Rattner wrote in Fortune that Obama's advisers also "recognized the
severe economic and political consequences of a Chrysler shutdown across
broad swaths of the industrial Midwest."
Opponents, led by Austan Goolsbee, a member of the Council of Economic
Advisers, argued that Chrysler's collapse would have benefits: reducing
excess capacity, strengthening GM and Ford, and shrinking the amount of
government money needed to save GM.
"As a University of Chicago laboratory experiment, (Goolsbee) may well
have been right. But we were dealing with people's lives, not mice,"
Rattner told The News. "None of us were brave enough ... We just said to
ourselves, 'That's 300,000 jobs in one day, when you have an alternative
that's not stupid.' "
Obama reached a decision during a second meeting that day with his
economic team, Rattner recounted in Fortune. "I've decided. I'm prepared
to support Chrysler if we can get the Fiat alliance done on terms that
make sense to us," the president concluded.
GM schism cited at RenCen
At GM, members of the auto task force discovered an insulated cadre of
executives, and "perhaps the weakest finance operation any of us had
ever seen in a major company," Rattner wrote.
GM sent the government PowerPoint presentations almost daily, seeking
approval to spend $100 million. But the task force was "appalled by the
absence of sound analysis to justify these expenditures," Rattner wrote.
Senior GM executives worked on the top floor of Detroit's Renaissance
Center, behind locked and guarded glass doors. The execs had special
cards "that allowed them to descend to their private garage without
stopping ... No mixing with the drones."
GM Chairman and CEO Rick Wagoner set a tone at GM of "friendly arrogance."
"Rick and his team seemed to believe that virtually all of their
problems could be laid at the feet of some combination of the financial
crisis, oil prices, the yen-dollar exchange rate and the UAW," Rattner
It soon became clear to the task force that GM's management had to change.
"It seemed completely obvious to us that any management team that had
burned through $21 billion of cash in a year and another $13 billion in
the first quarter of 2009 could not be allowed to continue," wrote
Rattner, a former Wall Street financier who has returned to private life.
In mid-March, Wagoner offered to resign -- an offer he had also made to
the Bush administration if necessary to win emergency loans. Rattner
initially rejected the offer, but asked Wagoner to step aside March 27,
before a regular board meeting.

# [DATA LISTING]
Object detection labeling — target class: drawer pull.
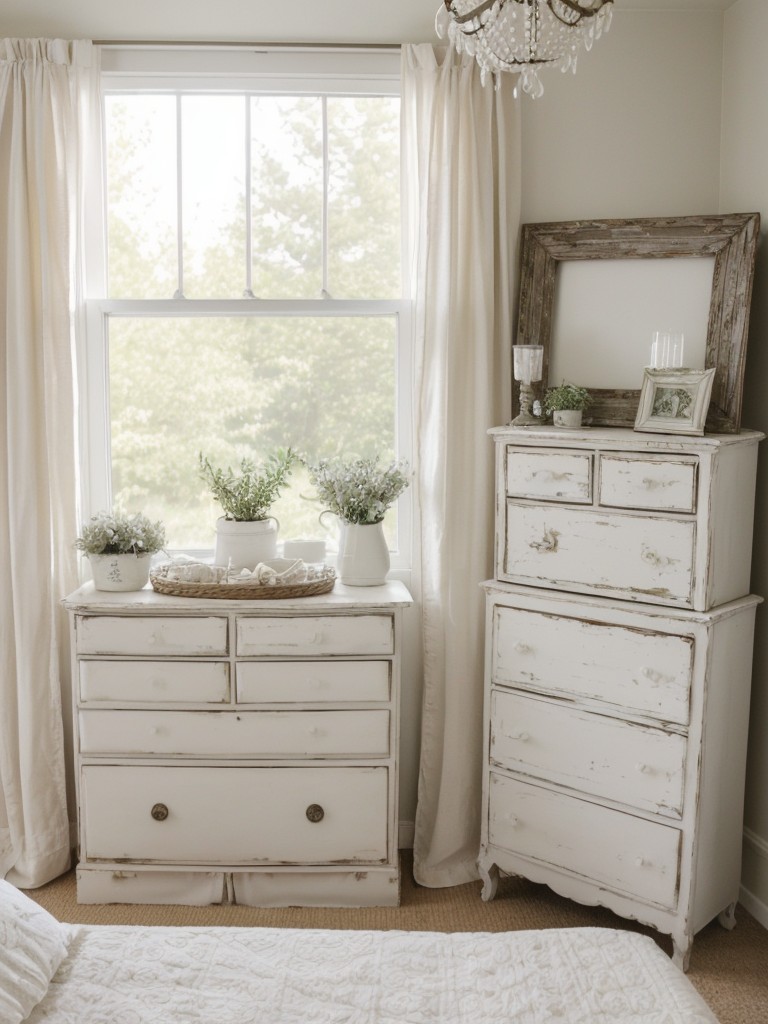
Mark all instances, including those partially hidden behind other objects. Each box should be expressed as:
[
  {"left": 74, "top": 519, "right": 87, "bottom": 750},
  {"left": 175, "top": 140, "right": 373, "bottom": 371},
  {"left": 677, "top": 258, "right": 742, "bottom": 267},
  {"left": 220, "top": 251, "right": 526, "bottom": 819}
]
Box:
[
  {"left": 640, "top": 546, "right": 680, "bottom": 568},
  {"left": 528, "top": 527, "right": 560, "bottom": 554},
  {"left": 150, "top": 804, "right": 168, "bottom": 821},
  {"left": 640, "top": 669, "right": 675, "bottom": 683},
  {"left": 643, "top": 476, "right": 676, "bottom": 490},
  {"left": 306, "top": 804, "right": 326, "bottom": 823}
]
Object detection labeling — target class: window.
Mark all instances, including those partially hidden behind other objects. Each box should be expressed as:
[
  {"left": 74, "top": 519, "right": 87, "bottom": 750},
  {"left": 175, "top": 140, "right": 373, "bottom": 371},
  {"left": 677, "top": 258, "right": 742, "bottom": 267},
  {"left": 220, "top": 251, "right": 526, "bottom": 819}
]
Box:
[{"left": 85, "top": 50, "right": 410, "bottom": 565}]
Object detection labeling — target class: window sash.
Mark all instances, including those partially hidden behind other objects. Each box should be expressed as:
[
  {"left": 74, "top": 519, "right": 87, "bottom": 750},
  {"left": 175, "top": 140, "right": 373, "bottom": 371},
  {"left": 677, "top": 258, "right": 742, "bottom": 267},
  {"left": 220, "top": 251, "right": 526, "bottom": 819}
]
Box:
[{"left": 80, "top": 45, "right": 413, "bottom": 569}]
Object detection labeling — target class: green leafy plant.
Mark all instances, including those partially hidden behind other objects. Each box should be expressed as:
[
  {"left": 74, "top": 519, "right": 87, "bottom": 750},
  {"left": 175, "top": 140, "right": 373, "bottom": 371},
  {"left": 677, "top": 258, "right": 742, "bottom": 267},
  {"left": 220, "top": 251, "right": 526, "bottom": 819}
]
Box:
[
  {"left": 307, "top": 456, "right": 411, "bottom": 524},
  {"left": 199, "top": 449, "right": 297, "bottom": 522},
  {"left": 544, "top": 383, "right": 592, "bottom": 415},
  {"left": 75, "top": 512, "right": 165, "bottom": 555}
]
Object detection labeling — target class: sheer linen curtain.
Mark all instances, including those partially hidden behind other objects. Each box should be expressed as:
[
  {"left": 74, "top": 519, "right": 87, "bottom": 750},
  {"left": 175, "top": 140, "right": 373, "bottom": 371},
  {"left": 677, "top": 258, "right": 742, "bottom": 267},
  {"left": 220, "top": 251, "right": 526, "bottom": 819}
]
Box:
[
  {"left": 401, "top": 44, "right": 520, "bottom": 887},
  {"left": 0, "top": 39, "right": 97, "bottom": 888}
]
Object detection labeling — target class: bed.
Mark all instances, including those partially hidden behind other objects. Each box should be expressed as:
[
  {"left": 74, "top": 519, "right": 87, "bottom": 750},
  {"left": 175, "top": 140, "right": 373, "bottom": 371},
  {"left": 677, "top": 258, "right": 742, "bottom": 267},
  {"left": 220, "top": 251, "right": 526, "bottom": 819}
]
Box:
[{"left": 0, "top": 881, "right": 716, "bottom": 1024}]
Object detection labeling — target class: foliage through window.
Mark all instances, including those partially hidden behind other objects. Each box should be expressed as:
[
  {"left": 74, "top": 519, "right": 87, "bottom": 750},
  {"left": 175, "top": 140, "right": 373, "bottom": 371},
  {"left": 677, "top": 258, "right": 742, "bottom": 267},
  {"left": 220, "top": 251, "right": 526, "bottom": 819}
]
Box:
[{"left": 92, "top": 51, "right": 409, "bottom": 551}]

# [WHAT YOU ARE ASKED TO DO]
Copy the passage on the auto rescue starting at "GM Chairman and" and ending at "to private life.", swapping each "task force" for "review team".

# [SOLUTION FOR THIS TASK]
GM Chairman and CEO Rick Wagoner set a tone at GM of "friendly arrogance."
"Rick and his team seemed to believe that virtually all of their
problems could be laid at the feet of some combination of the financial
crisis, oil prices, the yen-dollar exchange rate and the UAW," Rattner
It soon became clear to the review team that GM's management had to change.
"It seemed completely obvious to us that any management team that had
burned through $21 billion of cash in a year and another $13 billion in
the first quarter of 2009 could not be allowed to continue," wrote
Rattner, a former Wall Street financier who has returned to private life.